* _What the task requires_: Transcribe the lines below verbatim, skipping the images.

(Region pointing data)

Segment Open

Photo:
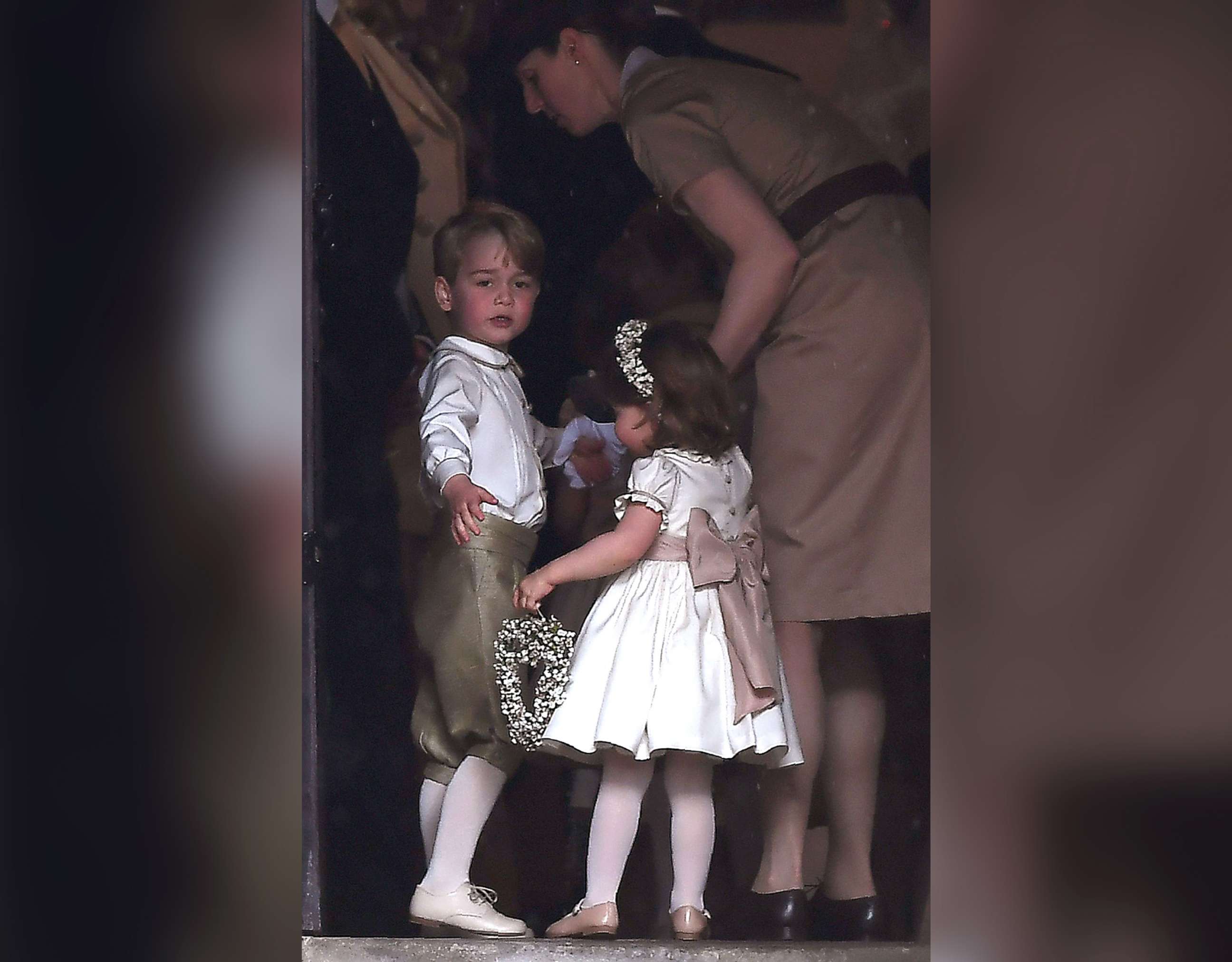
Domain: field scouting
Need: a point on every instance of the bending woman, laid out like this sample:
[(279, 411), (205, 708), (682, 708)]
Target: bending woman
[(827, 294)]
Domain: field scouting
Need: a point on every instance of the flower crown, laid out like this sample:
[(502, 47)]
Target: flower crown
[(629, 356)]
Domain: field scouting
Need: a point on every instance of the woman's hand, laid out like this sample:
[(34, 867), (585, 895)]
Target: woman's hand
[(763, 259), (533, 591), (466, 502), (590, 462)]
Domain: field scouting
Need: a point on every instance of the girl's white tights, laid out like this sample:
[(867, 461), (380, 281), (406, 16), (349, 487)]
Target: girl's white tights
[(466, 803), (617, 810), (432, 797), (688, 780)]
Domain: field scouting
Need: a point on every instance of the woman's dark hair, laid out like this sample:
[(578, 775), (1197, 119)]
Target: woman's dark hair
[(528, 25), (692, 402)]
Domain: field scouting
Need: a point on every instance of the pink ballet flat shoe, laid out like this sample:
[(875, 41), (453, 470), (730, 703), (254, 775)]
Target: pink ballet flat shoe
[(594, 922), (690, 924)]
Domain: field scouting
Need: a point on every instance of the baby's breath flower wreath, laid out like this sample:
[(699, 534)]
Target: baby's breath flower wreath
[(629, 356), (530, 641)]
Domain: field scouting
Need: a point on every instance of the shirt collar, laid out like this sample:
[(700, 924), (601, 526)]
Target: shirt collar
[(484, 354), (638, 58)]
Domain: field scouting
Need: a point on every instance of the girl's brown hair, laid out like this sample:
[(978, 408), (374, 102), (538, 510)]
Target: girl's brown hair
[(692, 403)]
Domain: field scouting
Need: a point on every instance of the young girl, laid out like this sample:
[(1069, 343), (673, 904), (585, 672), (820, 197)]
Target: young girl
[(677, 657)]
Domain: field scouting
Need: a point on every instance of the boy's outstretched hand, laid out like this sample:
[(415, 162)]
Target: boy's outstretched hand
[(466, 502), (533, 591)]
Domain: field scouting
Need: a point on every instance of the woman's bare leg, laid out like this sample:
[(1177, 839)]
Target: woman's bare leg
[(856, 722), (786, 792)]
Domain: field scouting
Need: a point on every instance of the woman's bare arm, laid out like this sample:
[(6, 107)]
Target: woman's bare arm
[(764, 259)]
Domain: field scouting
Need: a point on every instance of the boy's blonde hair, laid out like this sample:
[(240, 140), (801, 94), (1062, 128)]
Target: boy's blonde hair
[(484, 217)]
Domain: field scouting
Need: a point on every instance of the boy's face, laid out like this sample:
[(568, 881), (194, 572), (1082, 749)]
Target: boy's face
[(492, 298)]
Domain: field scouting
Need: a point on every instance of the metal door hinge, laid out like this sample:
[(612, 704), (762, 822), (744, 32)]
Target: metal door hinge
[(312, 557)]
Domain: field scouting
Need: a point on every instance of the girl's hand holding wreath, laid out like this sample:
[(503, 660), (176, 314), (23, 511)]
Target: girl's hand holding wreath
[(533, 591)]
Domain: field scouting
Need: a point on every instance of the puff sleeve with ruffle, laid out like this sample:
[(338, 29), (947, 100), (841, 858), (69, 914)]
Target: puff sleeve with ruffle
[(654, 483)]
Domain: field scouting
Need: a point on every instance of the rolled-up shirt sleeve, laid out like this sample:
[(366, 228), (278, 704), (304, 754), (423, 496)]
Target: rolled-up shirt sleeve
[(548, 440), (451, 393)]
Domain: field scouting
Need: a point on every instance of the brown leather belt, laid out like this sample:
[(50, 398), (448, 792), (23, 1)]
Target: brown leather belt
[(837, 192)]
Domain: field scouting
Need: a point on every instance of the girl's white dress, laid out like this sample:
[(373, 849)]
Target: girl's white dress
[(651, 670)]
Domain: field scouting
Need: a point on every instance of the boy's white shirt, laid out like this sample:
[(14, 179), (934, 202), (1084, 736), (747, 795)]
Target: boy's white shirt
[(476, 422)]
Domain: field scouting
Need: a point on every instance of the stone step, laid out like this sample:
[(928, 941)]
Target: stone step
[(577, 950)]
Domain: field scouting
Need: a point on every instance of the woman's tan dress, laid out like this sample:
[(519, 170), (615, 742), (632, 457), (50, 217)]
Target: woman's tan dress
[(841, 440)]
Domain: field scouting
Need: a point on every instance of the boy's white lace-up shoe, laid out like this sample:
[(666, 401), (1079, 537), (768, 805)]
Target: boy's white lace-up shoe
[(467, 911)]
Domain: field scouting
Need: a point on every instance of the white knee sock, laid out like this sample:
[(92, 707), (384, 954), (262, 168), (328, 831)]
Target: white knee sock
[(469, 800), (688, 780), (614, 826), (432, 797)]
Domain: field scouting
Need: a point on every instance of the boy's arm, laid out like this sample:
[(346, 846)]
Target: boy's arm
[(451, 410), (548, 440)]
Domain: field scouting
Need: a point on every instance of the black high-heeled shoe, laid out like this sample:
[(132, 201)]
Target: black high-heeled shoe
[(775, 917), (847, 919)]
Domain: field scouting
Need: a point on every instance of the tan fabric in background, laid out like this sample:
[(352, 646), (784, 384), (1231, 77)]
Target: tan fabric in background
[(435, 133), (841, 441), (465, 593)]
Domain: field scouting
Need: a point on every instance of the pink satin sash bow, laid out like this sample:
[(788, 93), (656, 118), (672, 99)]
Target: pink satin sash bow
[(737, 570)]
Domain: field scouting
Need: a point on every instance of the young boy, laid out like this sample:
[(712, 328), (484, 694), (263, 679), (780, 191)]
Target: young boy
[(484, 455)]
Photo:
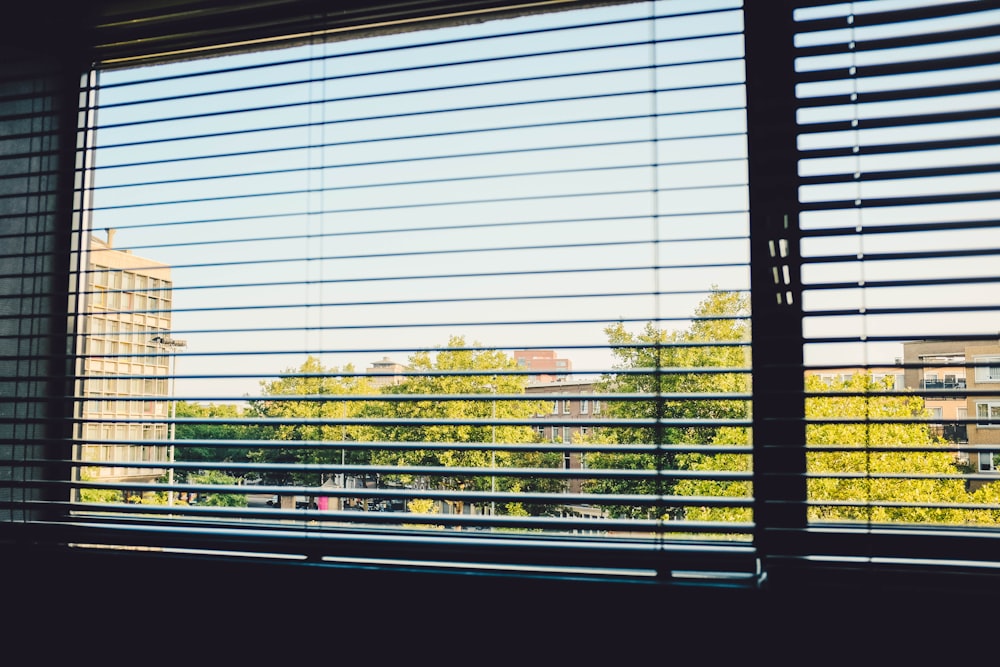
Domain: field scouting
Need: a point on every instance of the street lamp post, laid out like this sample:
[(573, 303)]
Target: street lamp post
[(173, 344)]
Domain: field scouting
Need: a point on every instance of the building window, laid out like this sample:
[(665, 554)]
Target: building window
[(987, 369)]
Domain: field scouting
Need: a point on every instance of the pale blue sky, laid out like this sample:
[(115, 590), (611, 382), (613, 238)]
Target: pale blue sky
[(375, 223)]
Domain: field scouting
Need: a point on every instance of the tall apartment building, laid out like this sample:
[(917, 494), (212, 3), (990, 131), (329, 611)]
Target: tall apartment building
[(126, 369)]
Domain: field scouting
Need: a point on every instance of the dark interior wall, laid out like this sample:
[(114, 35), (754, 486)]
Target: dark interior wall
[(147, 607)]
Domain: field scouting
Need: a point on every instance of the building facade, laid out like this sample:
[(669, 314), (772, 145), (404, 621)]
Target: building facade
[(543, 365), (125, 368)]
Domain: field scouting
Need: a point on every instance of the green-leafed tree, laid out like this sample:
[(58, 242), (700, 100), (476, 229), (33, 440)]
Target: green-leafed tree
[(311, 392), (446, 372), (877, 494), (654, 362)]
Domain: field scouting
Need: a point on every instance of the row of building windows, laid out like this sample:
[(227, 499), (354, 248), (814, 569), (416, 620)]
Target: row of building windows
[(566, 407)]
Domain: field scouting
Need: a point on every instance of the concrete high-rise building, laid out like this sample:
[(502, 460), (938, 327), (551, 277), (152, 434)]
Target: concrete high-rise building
[(126, 367)]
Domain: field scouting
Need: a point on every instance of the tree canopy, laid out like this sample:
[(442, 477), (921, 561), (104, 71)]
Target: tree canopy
[(460, 369), (860, 481), (653, 364)]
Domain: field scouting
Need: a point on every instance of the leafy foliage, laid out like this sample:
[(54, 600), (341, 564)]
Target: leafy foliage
[(217, 477), (226, 427), (315, 389), (447, 373), (860, 482), (653, 363)]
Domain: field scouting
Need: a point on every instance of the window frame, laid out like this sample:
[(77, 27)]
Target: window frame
[(779, 422)]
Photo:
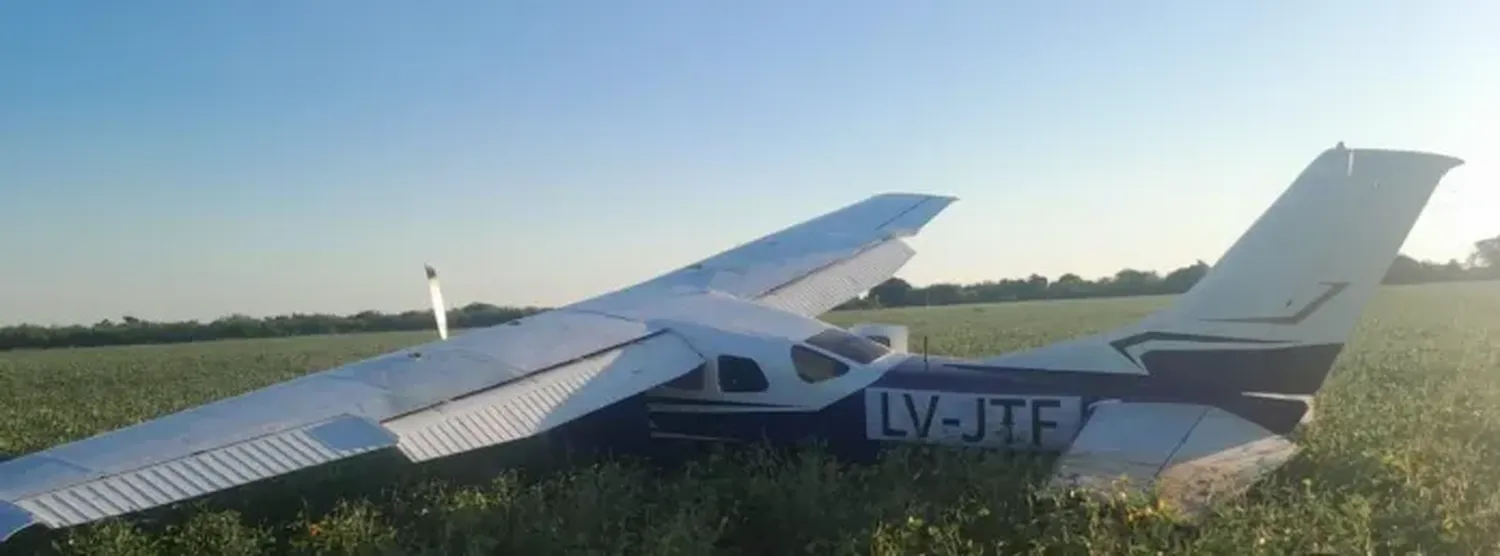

Segment Closed

* _Response to this task_:
Photo:
Domain: field scouting
Need: a point on every instance of the bending woman, laid out like this sample:
[(279, 411), (205, 708), (682, 708)]
Target: bending woman
[(827, 294)]
Domain: field scouting
Need: a point on every instance of the flower crown, laid out like this sample:
[(502, 47)]
Target: flower crown
[(629, 356)]
Domain: field scouting
Need: a point on every instance of the woman's hand, laid out like this sample:
[(34, 867), (585, 895)]
Target: woman's hand
[(763, 259), (533, 591), (466, 502), (590, 462)]
Domain: field scouting
Need: a point on every instance of the girl's white tights, laid out like this sample:
[(867, 461), (380, 281), (406, 16), (349, 487)]
Target: girl's white tights
[(466, 803), (617, 810), (432, 797), (688, 780)]
Domain: field scouting
Need: a point on every instance of the woman's dark hair, laid out like this sample:
[(578, 775), (1197, 119)]
Target: woman's dark hair
[(528, 25), (692, 402)]
Domain: field scouting
Need: a point on every instance of the pink ballet flat shoe, laid out like this sample:
[(875, 41), (453, 470), (730, 703), (254, 775)]
Target: pink ballet flat shoe
[(594, 922), (690, 924)]
Domain: field scouting
Need: a point on every instance of the baby's breath flower wreath, laid out like this sample:
[(699, 534)]
Target: baby's breath flower wreath
[(629, 356), (530, 641)]
Domain: field scouting
Need: a point on every instance of the shirt collar, laid out like this sample:
[(700, 924), (601, 526)]
Target: shirt collar
[(484, 354), (638, 58)]
Domain: field scouting
Need: a point on every instance of the girl's brown hair, laid out like this sample:
[(978, 408), (374, 102), (538, 510)]
Target: girl's brown hair
[(692, 403)]
Domain: field scouting
Need: a point on every instance of the young girl, laid out like this sample:
[(1069, 343), (673, 904), (585, 672), (820, 197)]
Target: young girl
[(677, 657)]
Domain: field scouting
Need: a point on every instance of the boy's outstretched hand, laid out like this sample:
[(415, 162)]
Target: boy's outstretched hand
[(466, 502), (533, 591)]
Domain: field scouting
Need: a point on every instance of the woman's bare leg, laid out like this sample:
[(1177, 839)]
Target: woman's bare leg
[(856, 722), (786, 792)]
Domain: field scouting
Need: a point on every instance of the woman's bare arm, laid out like this sample:
[(6, 107)]
Target: woman's bare arm
[(764, 259)]
Domain: field scouting
Need: a point on every instance of the boy's blonde hair, laid out like this sample:
[(240, 140), (801, 94), (1062, 128)]
Target: boy's blonde hair
[(484, 217)]
Domain: field scouting
Need: a point on every instance of the boy's face, laid out like this sample:
[(568, 881), (194, 572), (1082, 749)]
Target: boy's face
[(492, 298)]
Domain: field scouting
Need: a point on every instance of the metal door hinge, laid out like this sample:
[(612, 704), (762, 822), (744, 32)]
Target: metal door hinge
[(312, 557)]
Domain: field scouting
Need: a point on every instance of the girl's hand holding wreath, laid out like this sample:
[(503, 660), (176, 314), (23, 511)]
Target: girl's hand holding wreath
[(533, 591)]
Domain: field scouting
Need: a point on every instance of the puff sleeve with ruffle, laid out like this sample:
[(338, 29), (947, 100), (841, 858), (69, 914)]
Target: puff sleeve with ruffle
[(654, 483)]
Domain: field scouting
Need: a point on every instance of the rolled-up shirt sleeve, laid out like this sample:
[(366, 228), (278, 704), (304, 754), (423, 496)]
Target: rolled-up shirt sleeve
[(548, 440), (451, 393)]
Domain: field scouting
Need: a point on every instance of the brown leather belt, laid out like this sample:
[(50, 398), (448, 792), (23, 1)]
Target: brown leather belt
[(837, 192)]
Domain: field scouting
Need: a point on every instance of the girl's white dress, laid out like this sample:
[(373, 849)]
Target: girl's white dress
[(651, 670)]
Domain: field scouting
Need: a point on every instance of the boy's white shirt, laid out like this sample:
[(14, 179), (934, 202), (1084, 736), (747, 795)]
Target: boy's white shirt
[(476, 422)]
Domain: field scouting
Need: a point on every instance of the stone step, laid out like this sample:
[(928, 941)]
Target: stone step
[(577, 950)]
Domain: field scouting
Need: a point on every instance of the woman's tan dress, laid out like this sample:
[(519, 170), (615, 742), (632, 457), (50, 217)]
Target: woman's tan dress
[(841, 440)]
Domain: field scouting
Need: a point on every instance of the boy's white lace-up shoe, laid out like this sample:
[(666, 401), (1079, 537), (768, 805)]
Target: boy's white lace-up shoe
[(467, 911)]
Domain: field scouting
Need: a point on every instance of the white knee sock, laid out like this sample:
[(92, 707), (384, 954), (262, 168), (328, 831)]
Target: white knee sock
[(469, 800), (688, 780), (614, 826), (432, 797)]
Domain: field scouting
Need: a point on every instance of the boy's arm, laid out like this sample:
[(346, 846)]
Target: boy's arm
[(451, 410), (548, 440)]
Domain: field scouting
Need: a point on every instance of the black high-heeled shoe, laid out like this sample:
[(132, 201)]
Target: black high-heeled shoe
[(775, 917), (847, 919)]
Domain: field scouting
Need: a point on every instance of the tan fabric in background, laid out like this sample:
[(352, 646), (784, 384), (1231, 77)]
Target: tan fabric in background
[(435, 133), (841, 441), (465, 593)]
Domain: field scouting
Need: a point on every instance of the pink satin sash bow, laid out like this sample:
[(788, 93), (656, 118), (672, 99)]
Target: pink satin sash bow
[(737, 570)]
Domain: field scouting
Need: a point on every instance of the young boy, laid out like this sample:
[(712, 328), (484, 694), (263, 679), (780, 191)]
Target: young boy
[(484, 455)]
Photo:
Domain: field scouting
Need: a point on every instance of the street lamp post, laid out like this sample:
[(573, 303)]
Target: street lamp post
[(173, 344)]
Domain: field scouting
Need: a point on every instance of the building window, laid out like this sample:
[(665, 554)]
Target: building window
[(987, 369)]
Domain: field scouting
Need: a point on every instance of the pale blue sky, laid out like this sample:
[(115, 590), (611, 382), (613, 238)]
Target: pale blue sky
[(375, 223)]
Domain: field scouting
Need: a point on every instance of the tall apartment building, laid out like this sample:
[(917, 494), (212, 3), (990, 131), (329, 611)]
Target: tall apartment building
[(126, 369)]
Domain: field scouting
Need: a point on every instance of the dark interior wall, laid out like this sample:
[(114, 35), (754, 486)]
Target: dark interior wall
[(147, 607)]
Domain: field scouting
Need: a point on every instance of the building facade, laid out like this sample:
[(669, 314), (772, 145), (404, 621)]
Target: building facade
[(543, 365), (125, 368)]
Domain: field scouting
Need: a point on every instance of the green-leafed tree, laid out like this sample:
[(58, 242), (700, 100), (476, 229), (33, 440)]
Target: green-leafed tree
[(311, 392), (446, 372), (877, 494), (654, 362)]
Domain: field scouting
Need: a point on every instance of the row of building windows, laid out like this sample:
[(227, 499), (354, 248), (814, 569), (416, 620)]
Target: row of building windows
[(566, 407)]
Domain: field scouting
Need: a point on every instance of the concrete high-rise building, laid out like this sample:
[(502, 460), (938, 327), (551, 277), (152, 434)]
Target: concrete high-rise building
[(126, 367)]
Domain: field scouting
Need: a point on every instance of the tree canopy, laid out like this sample:
[(442, 477), (921, 561), (104, 71)]
Target: tree canopy
[(460, 369), (860, 481), (653, 364)]
Domain: field scouting
Need: a point on every instance of the leafy foliage, laid out like this sample:
[(54, 600), (341, 564)]
Target: leafy foliage
[(217, 477), (226, 427), (315, 389), (447, 373), (860, 482), (653, 363)]
Domain: field scouting
Need: a point on every instance of the window frame, laid out like this sample:
[(77, 27)]
Target: window frame
[(779, 422)]
Photo:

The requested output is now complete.